-- Start Given records --
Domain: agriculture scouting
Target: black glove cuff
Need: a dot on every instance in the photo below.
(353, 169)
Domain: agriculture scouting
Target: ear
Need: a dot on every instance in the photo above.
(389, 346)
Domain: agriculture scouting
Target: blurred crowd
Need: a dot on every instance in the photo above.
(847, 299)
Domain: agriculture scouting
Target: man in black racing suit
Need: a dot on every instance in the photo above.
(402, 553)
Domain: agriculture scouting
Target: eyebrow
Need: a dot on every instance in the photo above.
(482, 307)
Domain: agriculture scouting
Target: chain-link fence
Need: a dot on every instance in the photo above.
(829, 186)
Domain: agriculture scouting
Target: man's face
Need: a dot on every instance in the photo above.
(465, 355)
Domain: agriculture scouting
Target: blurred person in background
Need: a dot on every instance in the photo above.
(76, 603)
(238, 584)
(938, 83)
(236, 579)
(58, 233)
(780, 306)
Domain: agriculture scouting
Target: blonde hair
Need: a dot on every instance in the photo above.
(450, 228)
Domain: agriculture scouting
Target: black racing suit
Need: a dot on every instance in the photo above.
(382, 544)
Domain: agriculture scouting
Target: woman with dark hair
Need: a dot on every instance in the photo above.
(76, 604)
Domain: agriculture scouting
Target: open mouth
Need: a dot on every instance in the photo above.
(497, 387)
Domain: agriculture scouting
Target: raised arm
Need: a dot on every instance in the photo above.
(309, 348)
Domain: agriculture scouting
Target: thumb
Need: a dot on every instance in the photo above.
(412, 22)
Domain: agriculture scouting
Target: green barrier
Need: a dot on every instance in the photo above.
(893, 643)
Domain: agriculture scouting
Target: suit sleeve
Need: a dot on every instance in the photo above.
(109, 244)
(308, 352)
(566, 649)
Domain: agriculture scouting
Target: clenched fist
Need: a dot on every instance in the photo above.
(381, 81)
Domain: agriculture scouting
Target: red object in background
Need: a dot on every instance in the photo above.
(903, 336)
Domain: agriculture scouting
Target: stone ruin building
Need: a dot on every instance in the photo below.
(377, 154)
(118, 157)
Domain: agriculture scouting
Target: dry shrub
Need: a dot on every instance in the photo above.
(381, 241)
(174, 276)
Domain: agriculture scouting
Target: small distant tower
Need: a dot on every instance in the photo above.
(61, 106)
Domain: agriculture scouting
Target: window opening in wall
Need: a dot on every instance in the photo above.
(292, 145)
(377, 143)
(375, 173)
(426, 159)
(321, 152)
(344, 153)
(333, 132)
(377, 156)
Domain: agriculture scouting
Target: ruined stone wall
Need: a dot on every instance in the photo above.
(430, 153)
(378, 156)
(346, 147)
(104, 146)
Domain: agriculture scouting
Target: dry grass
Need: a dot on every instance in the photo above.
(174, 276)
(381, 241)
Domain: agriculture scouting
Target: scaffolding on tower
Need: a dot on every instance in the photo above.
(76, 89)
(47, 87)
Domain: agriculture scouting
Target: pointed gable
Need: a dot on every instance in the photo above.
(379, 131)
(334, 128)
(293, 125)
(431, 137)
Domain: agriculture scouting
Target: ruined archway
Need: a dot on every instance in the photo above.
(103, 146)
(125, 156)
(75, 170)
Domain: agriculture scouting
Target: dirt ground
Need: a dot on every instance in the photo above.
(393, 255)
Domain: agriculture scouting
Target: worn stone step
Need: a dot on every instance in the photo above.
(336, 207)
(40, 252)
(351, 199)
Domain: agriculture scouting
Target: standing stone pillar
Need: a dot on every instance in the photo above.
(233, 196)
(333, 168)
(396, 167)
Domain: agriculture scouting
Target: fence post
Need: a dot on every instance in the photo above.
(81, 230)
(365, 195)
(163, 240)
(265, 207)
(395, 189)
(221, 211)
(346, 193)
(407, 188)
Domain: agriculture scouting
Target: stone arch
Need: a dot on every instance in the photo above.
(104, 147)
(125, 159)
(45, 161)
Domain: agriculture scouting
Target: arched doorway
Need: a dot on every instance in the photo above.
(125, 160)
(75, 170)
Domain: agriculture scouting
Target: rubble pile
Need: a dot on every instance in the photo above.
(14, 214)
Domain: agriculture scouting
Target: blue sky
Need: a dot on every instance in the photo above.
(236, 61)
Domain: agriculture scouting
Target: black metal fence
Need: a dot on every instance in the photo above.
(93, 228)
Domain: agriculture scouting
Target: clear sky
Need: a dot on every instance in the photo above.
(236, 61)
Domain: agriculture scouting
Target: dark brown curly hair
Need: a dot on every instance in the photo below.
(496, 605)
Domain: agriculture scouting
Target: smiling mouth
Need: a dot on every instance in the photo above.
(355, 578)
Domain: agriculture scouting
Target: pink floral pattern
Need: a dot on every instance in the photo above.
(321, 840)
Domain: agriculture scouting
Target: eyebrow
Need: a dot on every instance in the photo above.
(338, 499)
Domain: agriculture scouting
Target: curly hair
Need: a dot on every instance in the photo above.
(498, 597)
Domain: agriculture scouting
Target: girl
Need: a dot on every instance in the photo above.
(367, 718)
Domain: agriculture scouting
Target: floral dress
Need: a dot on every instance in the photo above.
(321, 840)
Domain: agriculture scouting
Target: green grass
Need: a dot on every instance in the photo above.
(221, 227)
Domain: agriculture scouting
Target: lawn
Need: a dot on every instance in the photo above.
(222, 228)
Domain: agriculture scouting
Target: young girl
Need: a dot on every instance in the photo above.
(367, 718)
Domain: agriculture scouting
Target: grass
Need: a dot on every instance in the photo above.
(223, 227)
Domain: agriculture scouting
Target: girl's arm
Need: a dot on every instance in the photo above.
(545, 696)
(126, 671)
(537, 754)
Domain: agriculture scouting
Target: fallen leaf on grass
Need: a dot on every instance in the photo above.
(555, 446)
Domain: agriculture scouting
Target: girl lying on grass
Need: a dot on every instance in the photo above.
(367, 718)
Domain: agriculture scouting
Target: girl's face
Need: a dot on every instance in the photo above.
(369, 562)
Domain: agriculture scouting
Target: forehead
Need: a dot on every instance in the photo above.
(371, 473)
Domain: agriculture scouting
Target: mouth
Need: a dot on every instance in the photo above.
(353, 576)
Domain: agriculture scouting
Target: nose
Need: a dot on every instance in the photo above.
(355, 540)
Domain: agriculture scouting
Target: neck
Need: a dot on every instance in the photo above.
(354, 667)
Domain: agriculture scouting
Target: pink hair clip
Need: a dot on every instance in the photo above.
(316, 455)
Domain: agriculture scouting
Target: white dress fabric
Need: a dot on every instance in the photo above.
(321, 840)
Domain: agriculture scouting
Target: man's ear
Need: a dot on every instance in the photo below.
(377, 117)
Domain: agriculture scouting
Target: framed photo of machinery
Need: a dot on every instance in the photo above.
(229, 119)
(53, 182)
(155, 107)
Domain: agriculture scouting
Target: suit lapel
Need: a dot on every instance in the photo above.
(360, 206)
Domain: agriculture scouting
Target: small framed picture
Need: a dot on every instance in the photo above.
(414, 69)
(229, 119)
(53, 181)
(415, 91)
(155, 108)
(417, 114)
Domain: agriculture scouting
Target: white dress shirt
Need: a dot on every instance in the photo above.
-- End Given records --
** What you are asked to do **
Please pull out each line from the rows above that contains the string “curly” and copy those lines. Case counts when matching.

** Output of the task **
Target: dark brown curly hair
Target: curly hair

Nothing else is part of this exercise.